BLOC DE TEXTE:
Focus sur H+ Destination touristique

Initié par la Région Auvergne Rhône-Alpes, cette démarche vise à valoriser les destinations touristiques qui s’engagent en faveur d’un accueil handi-bienveillant pour les personnes en situation de handicap. La région soutient des destinations touristiques qui doivent mettre place certains axes d’action : la garantie d’un accueil de qualité, la proposition d’une gamme d’activités et de services pour la personne en situation de handicap et sa famille, l’inscription durable de la prise en compte du handicap dans les stratégies touristiques…

A ce jour, différentes villes souhaitent s’engager dans la démarche H+ comme Évian, Valence ou Clermont-Auvergne Métropole et ont suivi un programme de formations dédié financé par la Région.

Les entreprises spécialisées

Plusieurs entrepreneurs français s’impliquent dans cette question du « départ pour tous ». La raison ? Avoir un handicap ne doit pas priver une personne du droit (et de la possibilité matérielle) de partir en vacances.

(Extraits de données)
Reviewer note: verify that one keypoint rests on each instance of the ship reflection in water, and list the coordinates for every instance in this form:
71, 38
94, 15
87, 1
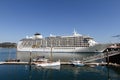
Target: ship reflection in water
68, 72
25, 56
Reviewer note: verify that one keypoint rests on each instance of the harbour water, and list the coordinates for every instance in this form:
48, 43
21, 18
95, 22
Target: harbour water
65, 72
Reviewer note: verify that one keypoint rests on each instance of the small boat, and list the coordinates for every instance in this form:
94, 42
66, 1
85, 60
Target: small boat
40, 59
48, 64
78, 63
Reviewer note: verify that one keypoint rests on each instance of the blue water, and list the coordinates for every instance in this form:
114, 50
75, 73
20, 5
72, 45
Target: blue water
65, 72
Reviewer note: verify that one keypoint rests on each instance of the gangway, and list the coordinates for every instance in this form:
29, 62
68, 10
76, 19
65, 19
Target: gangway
100, 56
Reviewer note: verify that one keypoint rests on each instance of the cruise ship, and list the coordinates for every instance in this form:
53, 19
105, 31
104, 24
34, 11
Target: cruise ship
60, 44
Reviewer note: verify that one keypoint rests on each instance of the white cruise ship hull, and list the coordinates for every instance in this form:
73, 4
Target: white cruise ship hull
95, 48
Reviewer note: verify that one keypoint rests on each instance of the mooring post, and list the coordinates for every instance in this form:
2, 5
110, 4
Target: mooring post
107, 57
30, 58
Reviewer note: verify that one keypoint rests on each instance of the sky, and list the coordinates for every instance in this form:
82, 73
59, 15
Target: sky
99, 19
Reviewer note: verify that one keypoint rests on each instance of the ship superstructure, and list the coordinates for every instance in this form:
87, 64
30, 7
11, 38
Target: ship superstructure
73, 43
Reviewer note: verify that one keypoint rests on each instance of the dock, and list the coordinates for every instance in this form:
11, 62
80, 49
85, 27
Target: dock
62, 63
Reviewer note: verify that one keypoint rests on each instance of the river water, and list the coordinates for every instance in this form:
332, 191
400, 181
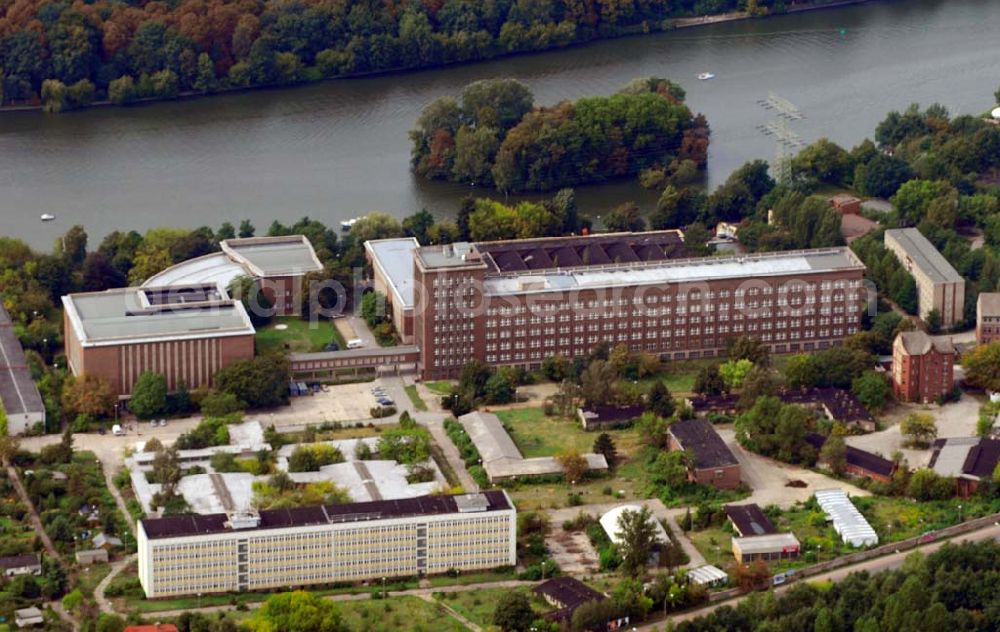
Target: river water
339, 149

CONSIGNE:
Recopiez mot pour mot le passage du texte sur la démarche H+ qui s'ouvre sur les mots « Focus sur H+ » et se clôt sur « par la Région. ». Appuyez-vous uniquement sur le texte.

RÉPONSE ATTENDUE:
Focus sur H+ Destination touristique

Initié par la Région Auvergne Rhône-Alpes, cette démarche vise à valoriser les destinations touristiques qui s’engagent en faveur d’un accueil handi-bienveillant pour les personnes en situation de handicap. La région soutient des destinations touristiques qui doivent mettre place certains axes d’action : la garantie d’un accueil de qualité, la proposition d’une gamme d’activités et de services pour la personne en situation de handicap et sa famille, l’inscription durable de la prise en compte du handicap dans les stratégies touristiques…

A ce jour, différentes villes souhaitent s’engager dans la démarche H+ comme Évian, Valence ou Clermont-Auvergne Métropole et ont suivi un programme de formations dédié financé par la Région.